[Given problem] Format the lines below as a JSON list of strings, one string per line, leaving out any blank lines.

# # #

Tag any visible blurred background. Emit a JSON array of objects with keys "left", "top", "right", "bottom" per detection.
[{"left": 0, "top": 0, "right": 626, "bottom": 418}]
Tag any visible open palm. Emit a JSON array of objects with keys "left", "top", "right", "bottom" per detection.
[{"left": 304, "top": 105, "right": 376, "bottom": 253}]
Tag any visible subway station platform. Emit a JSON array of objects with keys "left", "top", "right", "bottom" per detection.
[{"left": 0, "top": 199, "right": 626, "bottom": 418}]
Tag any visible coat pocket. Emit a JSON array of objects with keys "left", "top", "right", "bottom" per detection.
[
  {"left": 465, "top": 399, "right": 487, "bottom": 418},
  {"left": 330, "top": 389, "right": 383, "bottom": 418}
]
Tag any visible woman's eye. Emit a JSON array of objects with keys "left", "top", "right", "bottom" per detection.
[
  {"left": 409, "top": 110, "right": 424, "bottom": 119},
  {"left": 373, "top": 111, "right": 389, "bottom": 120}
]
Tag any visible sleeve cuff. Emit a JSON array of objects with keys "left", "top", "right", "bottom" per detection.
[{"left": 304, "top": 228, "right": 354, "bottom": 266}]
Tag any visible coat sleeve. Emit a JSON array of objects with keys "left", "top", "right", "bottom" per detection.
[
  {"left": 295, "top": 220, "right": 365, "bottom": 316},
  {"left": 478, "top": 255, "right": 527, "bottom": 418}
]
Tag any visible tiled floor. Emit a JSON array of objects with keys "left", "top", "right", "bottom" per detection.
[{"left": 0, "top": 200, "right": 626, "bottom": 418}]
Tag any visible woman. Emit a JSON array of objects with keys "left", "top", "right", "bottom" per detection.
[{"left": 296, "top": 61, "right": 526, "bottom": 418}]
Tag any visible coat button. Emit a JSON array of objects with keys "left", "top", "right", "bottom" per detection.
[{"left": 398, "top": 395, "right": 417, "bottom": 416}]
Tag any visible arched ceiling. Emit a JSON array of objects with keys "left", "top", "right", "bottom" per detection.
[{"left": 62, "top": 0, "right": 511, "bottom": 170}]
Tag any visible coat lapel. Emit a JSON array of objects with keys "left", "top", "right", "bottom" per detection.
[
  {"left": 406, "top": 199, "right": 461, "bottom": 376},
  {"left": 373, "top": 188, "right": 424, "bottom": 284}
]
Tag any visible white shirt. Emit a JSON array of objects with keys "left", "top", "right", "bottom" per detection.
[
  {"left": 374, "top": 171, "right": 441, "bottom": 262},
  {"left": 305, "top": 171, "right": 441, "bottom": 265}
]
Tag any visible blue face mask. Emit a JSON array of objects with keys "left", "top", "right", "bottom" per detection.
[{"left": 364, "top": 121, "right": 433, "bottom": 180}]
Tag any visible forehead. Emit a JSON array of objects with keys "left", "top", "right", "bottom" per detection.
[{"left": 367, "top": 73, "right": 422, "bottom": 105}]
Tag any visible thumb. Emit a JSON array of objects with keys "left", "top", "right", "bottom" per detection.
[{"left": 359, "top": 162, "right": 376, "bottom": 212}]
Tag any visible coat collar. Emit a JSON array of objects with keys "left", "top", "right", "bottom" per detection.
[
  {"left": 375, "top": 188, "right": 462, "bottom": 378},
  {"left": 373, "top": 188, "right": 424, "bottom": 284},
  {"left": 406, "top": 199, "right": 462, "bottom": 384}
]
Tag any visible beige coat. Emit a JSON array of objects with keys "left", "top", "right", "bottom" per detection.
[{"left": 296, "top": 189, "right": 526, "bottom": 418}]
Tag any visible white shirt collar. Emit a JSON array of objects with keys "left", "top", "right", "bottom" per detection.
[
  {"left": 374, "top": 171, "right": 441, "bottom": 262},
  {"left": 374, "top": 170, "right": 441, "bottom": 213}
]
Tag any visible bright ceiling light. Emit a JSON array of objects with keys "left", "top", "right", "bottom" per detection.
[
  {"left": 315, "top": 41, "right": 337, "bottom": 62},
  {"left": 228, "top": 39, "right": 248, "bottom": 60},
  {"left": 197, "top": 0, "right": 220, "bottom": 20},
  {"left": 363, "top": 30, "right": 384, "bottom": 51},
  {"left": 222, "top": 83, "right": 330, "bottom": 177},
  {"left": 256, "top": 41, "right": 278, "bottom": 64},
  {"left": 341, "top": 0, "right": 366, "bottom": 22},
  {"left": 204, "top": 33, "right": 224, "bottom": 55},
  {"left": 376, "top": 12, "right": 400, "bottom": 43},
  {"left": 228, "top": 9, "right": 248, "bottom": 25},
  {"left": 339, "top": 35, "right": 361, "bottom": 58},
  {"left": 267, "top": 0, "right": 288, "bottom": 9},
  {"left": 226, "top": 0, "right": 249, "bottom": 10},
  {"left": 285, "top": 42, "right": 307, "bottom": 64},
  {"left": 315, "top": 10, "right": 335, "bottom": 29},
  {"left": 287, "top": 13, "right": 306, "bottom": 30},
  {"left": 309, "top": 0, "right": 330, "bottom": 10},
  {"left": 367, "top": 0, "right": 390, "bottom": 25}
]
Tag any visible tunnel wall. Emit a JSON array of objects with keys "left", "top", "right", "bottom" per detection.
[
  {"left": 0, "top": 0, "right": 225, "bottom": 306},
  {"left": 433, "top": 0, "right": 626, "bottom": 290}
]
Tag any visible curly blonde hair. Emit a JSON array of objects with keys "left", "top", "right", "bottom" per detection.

# # #

[Worked answer]
[
  "Tag any visible blurred background. Emit a JSON array of objects with keys \"left\", \"top\", \"right\", \"bottom\" per detection.",
  "[{\"left\": 0, \"top\": 0, \"right\": 626, \"bottom\": 418}]",
  "Tag any visible open palm. Emit a JSON array of objects with keys \"left\", \"top\", \"right\", \"bottom\" per detection.",
  "[{\"left\": 304, \"top\": 105, \"right\": 376, \"bottom\": 253}]",
  "Tag any visible subway station platform. Emit a JSON array of objects with keys \"left\", \"top\", \"right\", \"bottom\" per detection.",
  "[{\"left\": 0, \"top\": 199, \"right\": 626, \"bottom\": 418}]",
  "Tag any visible coat pocket. Emit a JSON array of objects with keys \"left\", \"top\", \"right\", \"bottom\" per detection.",
  "[",
  "  {\"left\": 465, \"top\": 399, \"right\": 487, \"bottom\": 418},",
  "  {\"left\": 330, \"top\": 389, \"right\": 383, \"bottom\": 418}",
  "]",
  "Tag any visible woman's eye. Emit a JSON array of objects with keys \"left\", \"top\", \"right\", \"bottom\" per detection.",
  "[",
  "  {\"left\": 409, \"top\": 110, \"right\": 424, \"bottom\": 119},",
  "  {\"left\": 373, \"top\": 111, \"right\": 389, \"bottom\": 120}",
  "]",
  "Tag any visible sleeve cuff. Emit a JSON array of objects with keys \"left\", \"top\", \"right\", \"bottom\" per detection.",
  "[{\"left\": 304, \"top\": 228, \"right\": 354, \"bottom\": 266}]",
  "Tag any visible coat sleeve. Emit a JSON array of objects with keys \"left\", \"top\", \"right\", \"bottom\" per detection.",
  "[",
  "  {\"left\": 295, \"top\": 220, \"right\": 365, \"bottom\": 316},",
  "  {\"left\": 478, \"top\": 255, \"right\": 527, \"bottom\": 418}",
  "]",
  "Tag any visible tiled floor. Emit a JSON array of objects with keys \"left\", \"top\", \"right\", \"bottom\" per detection.",
  "[{\"left\": 0, \"top\": 200, \"right\": 626, \"bottom\": 418}]",
  "Tag any visible woman. Emit a JSON array of objects with keys \"left\", \"top\", \"right\", \"bottom\" per detection.",
  "[{\"left\": 296, \"top\": 61, \"right\": 526, \"bottom\": 418}]",
  "Tag any visible coat button. Emit a JSON array of objects with keys \"left\", \"top\", \"right\", \"bottom\" per detection.",
  "[{\"left\": 398, \"top\": 395, \"right\": 417, \"bottom\": 416}]",
  "Tag any visible arched ceiling. Emit a JSON array of objects with keys \"left\", \"top\", \"right\", \"bottom\" per detection.",
  "[{\"left\": 62, \"top\": 0, \"right\": 511, \"bottom\": 170}]",
  "Tag any visible coat lapel. Emit a JSON array of objects with keys \"left\", \"top\", \"right\", \"bottom\" per detection.",
  "[",
  "  {\"left\": 406, \"top\": 199, \"right\": 461, \"bottom\": 376},",
  "  {\"left\": 373, \"top\": 188, \"right\": 424, \"bottom\": 284}",
  "]",
  "Tag any visible white shirt. Emit a JSON array of objects with keys \"left\", \"top\", \"right\", \"bottom\" per detection.",
  "[",
  "  {\"left\": 374, \"top\": 171, \"right\": 441, \"bottom\": 262},",
  "  {\"left\": 305, \"top\": 171, \"right\": 441, \"bottom\": 265}",
  "]",
  "Tag any visible blue face mask. Emit a JSON array of objects with keys \"left\", \"top\", \"right\", \"bottom\" per detection.",
  "[{\"left\": 364, \"top\": 121, \"right\": 433, \"bottom\": 180}]",
  "Tag any visible forehead. Emit a JSON array of objects with keys \"left\", \"top\", \"right\", \"bottom\" per detection.",
  "[{\"left\": 367, \"top\": 73, \"right\": 422, \"bottom\": 105}]",
  "Tag any visible thumb. Emit a JSON array of objects with keys \"left\", \"top\", \"right\", \"bottom\" per detection.",
  "[{\"left\": 359, \"top\": 162, \"right\": 376, \"bottom\": 212}]",
  "Tag any visible coat collar. Emit a JSON array of objects with keys \"left\", \"top\", \"right\", \"bottom\" per detection.",
  "[",
  "  {\"left\": 375, \"top\": 188, \"right\": 462, \"bottom\": 378},",
  "  {\"left\": 373, \"top\": 188, \"right\": 424, \"bottom\": 284},",
  "  {\"left\": 406, \"top\": 199, \"right\": 462, \"bottom\": 384}",
  "]",
  "Tag any visible beige coat. Emit a JSON array of objects with keys \"left\", \"top\", \"right\", \"bottom\" per detection.",
  "[{\"left\": 296, \"top\": 189, \"right\": 526, \"bottom\": 418}]",
  "Tag any visible white shirt collar. Emit a JSON array of objects with keys \"left\", \"top\", \"right\", \"bottom\" per detection.",
  "[",
  "  {\"left\": 374, \"top\": 171, \"right\": 441, \"bottom\": 262},",
  "  {\"left\": 374, \"top\": 170, \"right\": 441, \"bottom\": 213}",
  "]",
  "Tag any visible bright ceiling light. Emit a JSON array of objects with keys \"left\", \"top\", \"right\", \"bottom\" per detection.",
  "[",
  "  {\"left\": 315, \"top\": 41, \"right\": 337, \"bottom\": 62},",
  "  {\"left\": 228, \"top\": 39, \"right\": 248, \"bottom\": 60},",
  "  {\"left\": 197, \"top\": 0, \"right\": 220, \"bottom\": 20},",
  "  {\"left\": 363, \"top\": 30, \"right\": 384, \"bottom\": 51},",
  "  {\"left\": 222, \"top\": 83, \"right\": 330, \"bottom\": 177},",
  "  {\"left\": 256, \"top\": 41, \"right\": 278, \"bottom\": 64},",
  "  {\"left\": 341, \"top\": 0, \"right\": 366, \"bottom\": 22},",
  "  {\"left\": 204, \"top\": 33, \"right\": 224, \"bottom\": 55},",
  "  {\"left\": 376, \"top\": 12, \"right\": 400, \"bottom\": 43},",
  "  {\"left\": 228, \"top\": 9, \"right\": 248, \"bottom\": 25},",
  "  {\"left\": 339, \"top\": 35, \"right\": 361, \"bottom\": 58},",
  "  {\"left\": 267, \"top\": 0, \"right\": 288, \"bottom\": 9},",
  "  {\"left\": 226, \"top\": 0, \"right\": 249, \"bottom\": 10},",
  "  {\"left\": 285, \"top\": 42, \"right\": 307, \"bottom\": 64},",
  "  {\"left\": 315, \"top\": 10, \"right\": 335, \"bottom\": 29},",
  "  {\"left\": 287, \"top\": 13, \"right\": 306, \"bottom\": 30},",
  "  {\"left\": 309, \"top\": 0, \"right\": 330, \"bottom\": 10},",
  "  {\"left\": 367, \"top\": 0, \"right\": 390, \"bottom\": 25}",
  "]",
  "Tag any visible tunnel wall. Emit a JSON array of objects with keys \"left\", \"top\", \"right\", \"bottom\" per detection.",
  "[",
  "  {\"left\": 0, \"top\": 0, \"right\": 225, \"bottom\": 306},",
  "  {\"left\": 433, \"top\": 0, \"right\": 626, \"bottom\": 290}",
  "]",
  "Tag any visible curly blonde hair. Emit a JSON array of objects with keys \"left\", \"top\", \"right\", \"bottom\" per detection."
]